— start LISTED RECORDS —

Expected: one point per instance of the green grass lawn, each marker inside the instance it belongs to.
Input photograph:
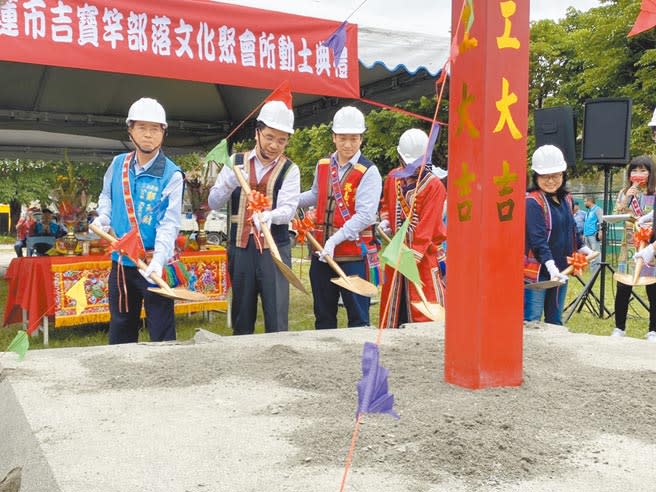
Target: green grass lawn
(301, 316)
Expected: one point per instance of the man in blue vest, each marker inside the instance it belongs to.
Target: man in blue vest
(141, 189)
(592, 228)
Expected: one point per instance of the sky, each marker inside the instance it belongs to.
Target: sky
(427, 16)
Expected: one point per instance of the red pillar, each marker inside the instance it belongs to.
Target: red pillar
(487, 176)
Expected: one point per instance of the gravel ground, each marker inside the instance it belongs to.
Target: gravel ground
(583, 417)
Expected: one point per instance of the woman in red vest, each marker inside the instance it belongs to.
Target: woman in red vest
(346, 191)
(425, 233)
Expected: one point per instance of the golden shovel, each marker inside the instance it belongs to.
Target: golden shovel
(635, 279)
(353, 283)
(179, 293)
(273, 248)
(432, 310)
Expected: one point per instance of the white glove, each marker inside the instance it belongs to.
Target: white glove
(646, 219)
(554, 272)
(101, 222)
(385, 227)
(264, 217)
(584, 250)
(331, 244)
(646, 254)
(153, 267)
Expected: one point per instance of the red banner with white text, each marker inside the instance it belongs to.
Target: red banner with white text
(197, 40)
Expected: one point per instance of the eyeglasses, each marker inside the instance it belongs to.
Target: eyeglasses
(551, 177)
(155, 129)
(270, 139)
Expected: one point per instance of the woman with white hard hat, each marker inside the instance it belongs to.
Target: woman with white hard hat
(550, 235)
(270, 172)
(153, 206)
(425, 234)
(344, 224)
(636, 199)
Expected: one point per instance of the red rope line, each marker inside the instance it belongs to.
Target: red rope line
(349, 456)
(443, 80)
(402, 111)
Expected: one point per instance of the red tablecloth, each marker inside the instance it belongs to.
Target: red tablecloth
(36, 284)
(29, 288)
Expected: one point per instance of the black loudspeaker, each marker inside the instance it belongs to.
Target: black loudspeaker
(557, 126)
(607, 131)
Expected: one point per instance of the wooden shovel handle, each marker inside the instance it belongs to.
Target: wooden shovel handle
(639, 263)
(141, 264)
(382, 234)
(273, 247)
(329, 259)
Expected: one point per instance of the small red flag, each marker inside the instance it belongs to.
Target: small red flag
(282, 93)
(130, 245)
(646, 18)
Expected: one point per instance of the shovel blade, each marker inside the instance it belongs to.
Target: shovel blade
(180, 294)
(289, 274)
(357, 285)
(431, 310)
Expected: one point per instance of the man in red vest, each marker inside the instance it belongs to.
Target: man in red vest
(421, 198)
(346, 191)
(252, 270)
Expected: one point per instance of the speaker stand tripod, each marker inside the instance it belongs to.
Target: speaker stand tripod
(600, 273)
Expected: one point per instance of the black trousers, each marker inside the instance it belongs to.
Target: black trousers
(326, 295)
(622, 305)
(124, 325)
(253, 273)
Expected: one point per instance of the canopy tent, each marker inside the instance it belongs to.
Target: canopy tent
(47, 97)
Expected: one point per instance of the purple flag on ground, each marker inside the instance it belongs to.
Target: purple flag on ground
(411, 169)
(373, 396)
(336, 42)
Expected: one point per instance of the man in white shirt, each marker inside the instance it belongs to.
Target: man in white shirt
(141, 189)
(252, 270)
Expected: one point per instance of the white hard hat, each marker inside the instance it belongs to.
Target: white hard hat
(412, 145)
(276, 114)
(653, 119)
(348, 120)
(147, 109)
(548, 159)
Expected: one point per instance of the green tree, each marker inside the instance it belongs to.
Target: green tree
(587, 55)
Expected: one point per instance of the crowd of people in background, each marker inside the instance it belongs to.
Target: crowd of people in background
(37, 223)
(349, 198)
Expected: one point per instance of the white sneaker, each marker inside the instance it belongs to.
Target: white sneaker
(617, 333)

— end LISTED RECORDS —

▸ WHAT THE TASK ASKS
Express all of the data above as a two-column CSV with the header instruction,points and one row for each "Expected:" line. Quote each field. Put the "Expected:" and "Target:" text in the first field and the coordinates that follow in the second, turning line breaks into spaces and leaving out the pictures.

▸ ANSWER FOR THIS EXERCISE
instruction,points
"Expected: one point per instance of the green grass lawn, each marker inside the instance it belongs to. Input photograph: Target: green grass lawn","(301, 316)"
"Expected: one point per instance of the man in blue vest, each marker inside the instance it belongs to. Target: man in blue vest","(141, 189) (592, 228)"
"Expected: one point per instance of the sky, each marker inside the instance it belongs to. Target: sky","(427, 16)"
"Expected: one point per instance of the red pillar, each marker inside the instance it belongs to. Target: red pillar","(487, 176)"
"Expected: one point per instance of the gravel ground, each marker inside the instance it belongs to. Target: gravel ground","(583, 417)"
"Expected: one point per instance of the woman in red vest, each marker inside the instance it belongs to. Target: woman in red vest","(346, 191) (425, 233)"
"Expected: one point per instance of the golden shovel, each marker inside the instance it belongs to. Target: golden shovel","(635, 279) (353, 283) (179, 293) (273, 248) (432, 310)"
"Expected: one point per instance of the white glove, each marker inside the instance it belongs to. Target: white glove","(646, 219) (554, 272) (101, 222) (385, 227) (264, 217) (584, 250) (331, 244) (646, 254) (153, 267)"
"Expected: one point per instance of the red banner with white text, each marker inside the instance it belongs to. Target: red banner with white text","(197, 40)"
"Expected: one point per instance of the eyeglasses, each marker inside the instance it belongs to. Target: eyeglasses","(551, 177) (155, 129) (270, 139)"
"Expected: one point per instance of the woman with white hard hat, each marker inside the instance it belongs to. Target: woman with white hard hat","(550, 235) (270, 172) (153, 206) (425, 234) (344, 224) (636, 199)"
"Expected: one point per instance of the red rope line, each marker inside the instance it belongs to. Target: red rope line","(349, 456) (443, 80) (402, 111)"
"Expected: one point per instance of the red tablecloth, each marker inside the instance it belongs to. Target: red tablecloth","(36, 284) (29, 288)"
"Expected: one point per instance of the black loudspeaker, each marker inside the instance it belongs to. Target: black loudspeaker","(557, 126) (607, 131)"
"Expected: one point per instance of the wooden shovel handle, each marker inside the instance it belongs to. Target: wooden shovel handle","(639, 263) (141, 264) (382, 234) (273, 247) (329, 259)"
"Expected: one point per instance of the small red flag, each marker inside the instance it belongs to. Target: small red flag","(282, 93) (130, 245) (646, 18)"
"Expected: one point per instance of the shovel blade, each marker inside the instance it belongs to. Target: shovel blade","(180, 294) (289, 274) (357, 285) (431, 310)"
"Expected: one point per instance of the man in red vest, each marker inside the instance it belongs to. Target: man in red vest","(421, 198) (346, 191) (252, 270)"
"Expected: one point per instance of the speaker stand tripod, each marker inside the instance it belongs to. Target: speaker stand tripod","(600, 273)"
"Expected: one point per instance of the black trousers, each marker inside the instance it belongs to. Target: black trousers","(326, 295) (622, 305) (124, 325) (253, 273)"
"Expected: one point per instance of the canopy tent, each marker inside the instance it belongs to. Target: canopy tent","(47, 97)"
"Expected: one point per instance of the purple flag on ground, each marker inside the instance it belongs to. Target: purple flag on ground","(411, 169) (373, 396) (336, 42)"
"Expected: one point per instance of the man in white shirt, each marker inside the instance it belongs to. Target: man in white shirt","(141, 189) (252, 270)"
"Expected: one point per instance of the white hard hat, each marker inside the instance it belongs to. Target: white hard hat","(412, 145) (276, 114) (653, 119) (348, 120) (147, 109) (548, 159)"
"Expected: one point per instance of the green tree, each marker inside the instance it belongs to. Target: green tree","(587, 55)"
"Expected: one point per instance of the crowd of people in background, each marker inside the instance it belongs to. Target: crowd of people in background","(37, 223) (349, 198)"
"Expected: one point per instance of the white sneaker, each marker inside the instance it belongs to. Target: white sneaker","(617, 333)"